Nel caso qui in commento, deciso dalla Corte di Cassazione con la sentenza n. 28567/2018, la condotta incriminata era consistita nell'affermazione della frase, che si riporta con un certo imbarazzo: "Si...guarda, te la farò pagare, brutta troia".
Tale frase, ricondotta nelle circostanze di fatto in cui è stata espressa, è stata ritenuta dai giudici, appunto, idonea ad integrare la fattispecie criminosa della minaccia.
Reato di minacce
L'illecito in parola è quello previsto dall'art. 612 c.p., secondo cui "Chiunque minaccia ad altri un ingiusto danno è punito, a querela della persona offesa, con la multa fino a euro 1.032.
Se la minaccia è grave, o è fatta in uno dei modi indicati nell'articolo 339, la pena è della reclusione fino a un anno.
Si procede d'ufficio se la minaccia è fatta in uno dei modi indicati nell'articolo 339."
I modi indicati dall'art. 339 c.p. sono quelli delle circostanze aggravanti, quali, ad es. se la minaccia è commessa con armi, da più persone, etc.

▶ _Breve esercizio 1_:
Indica se ciascuna affermazione concorda con il brano sul reato di minaccia, rispondendo sì o no e citando alla lettera le parole decisive: (a) la sentenza di cui si parla è la n. 28567/2018 della Corte di Cassazione; (b) per la minaccia semplice la pena prevista è la reclusione fino a un anno; (c) se la minaccia è fatta in uno dei modi indicati nell'articolo 339 si procede d'ufficio.
▶ _Breve esercizio 2_:
Restituisci senza modifiche il passo del brano sul reato di minaccia che va da "Tale frase, ricondotta" giù fino a "criminosa della minaccia.".
▶ _Breve esercizio 3_:
Traduci in inglese questa frase del brano sul reato di minaccia: "I modi indicati dall'art. 339 c.p. sono quelli delle circostanze aggravanti, quali, ad es. se la minaccia è commessa con armi, da più persone, etc."
I record sono materiale distinto dal brano sul reato di minaccia.

(Voci tratte da una raccolta)
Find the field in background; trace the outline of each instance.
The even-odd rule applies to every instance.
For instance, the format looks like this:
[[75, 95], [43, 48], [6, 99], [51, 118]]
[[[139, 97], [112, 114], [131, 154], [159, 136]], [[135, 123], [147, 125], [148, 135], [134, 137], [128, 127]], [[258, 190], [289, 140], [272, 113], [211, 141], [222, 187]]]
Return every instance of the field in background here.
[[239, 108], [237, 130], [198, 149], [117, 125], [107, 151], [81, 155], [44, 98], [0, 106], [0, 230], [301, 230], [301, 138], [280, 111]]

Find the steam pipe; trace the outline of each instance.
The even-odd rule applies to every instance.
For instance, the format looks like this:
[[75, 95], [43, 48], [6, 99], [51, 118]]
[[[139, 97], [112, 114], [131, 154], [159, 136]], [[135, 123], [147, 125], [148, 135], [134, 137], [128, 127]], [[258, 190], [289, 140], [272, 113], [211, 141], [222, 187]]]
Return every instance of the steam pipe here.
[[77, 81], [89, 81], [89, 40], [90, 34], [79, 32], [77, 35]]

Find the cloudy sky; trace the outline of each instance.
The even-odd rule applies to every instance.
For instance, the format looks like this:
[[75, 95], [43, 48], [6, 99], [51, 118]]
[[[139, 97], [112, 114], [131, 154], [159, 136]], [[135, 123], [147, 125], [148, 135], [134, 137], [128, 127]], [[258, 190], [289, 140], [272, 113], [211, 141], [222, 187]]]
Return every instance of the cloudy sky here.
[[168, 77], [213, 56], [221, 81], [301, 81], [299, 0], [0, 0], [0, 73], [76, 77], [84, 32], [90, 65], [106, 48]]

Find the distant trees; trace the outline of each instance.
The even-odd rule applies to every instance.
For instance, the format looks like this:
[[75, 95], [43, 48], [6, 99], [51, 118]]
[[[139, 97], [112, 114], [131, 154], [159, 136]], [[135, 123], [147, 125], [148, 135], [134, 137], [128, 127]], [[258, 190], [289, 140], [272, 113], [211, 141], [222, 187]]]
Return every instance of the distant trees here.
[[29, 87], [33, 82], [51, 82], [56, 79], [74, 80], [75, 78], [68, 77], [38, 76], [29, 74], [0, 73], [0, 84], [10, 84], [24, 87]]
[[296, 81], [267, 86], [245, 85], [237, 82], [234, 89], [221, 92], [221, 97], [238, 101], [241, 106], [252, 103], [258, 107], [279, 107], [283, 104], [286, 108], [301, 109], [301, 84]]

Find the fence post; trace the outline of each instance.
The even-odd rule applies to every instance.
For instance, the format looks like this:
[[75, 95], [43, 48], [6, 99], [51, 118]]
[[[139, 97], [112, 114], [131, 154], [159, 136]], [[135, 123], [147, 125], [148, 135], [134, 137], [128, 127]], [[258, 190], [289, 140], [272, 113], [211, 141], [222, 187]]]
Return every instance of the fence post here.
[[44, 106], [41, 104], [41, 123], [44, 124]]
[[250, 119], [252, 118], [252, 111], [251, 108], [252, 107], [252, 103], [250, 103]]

▶ _Risultato dell'esercizio 1_:
(a) Sì: "deciso dalla Corte di Cassazione con la sentenza n. 28567/2018".
(b) No: "è punito, a querela della persona offesa, con la multa fino a euro 1.032".
(c) Sì: "Si procede d'ufficio se la minaccia è fatta in uno dei modi indicati nell'articolo 339".

▶ _Risultato dell'esercizio 2_:
Tale frase, ricondotta nelle circostanze di fatto in cui è stata espressa, è stata ritenuta dai giudici, appunto, idonea ad integrare la fattispecie criminosa della minaccia.

▶ _Risultato dell'esercizio 3_:
The methods indicated by art. 339 of the Criminal Code are those of the aggravating circumstances, such as, e.g., if the threat is committed with weapons, by more than one person, etc.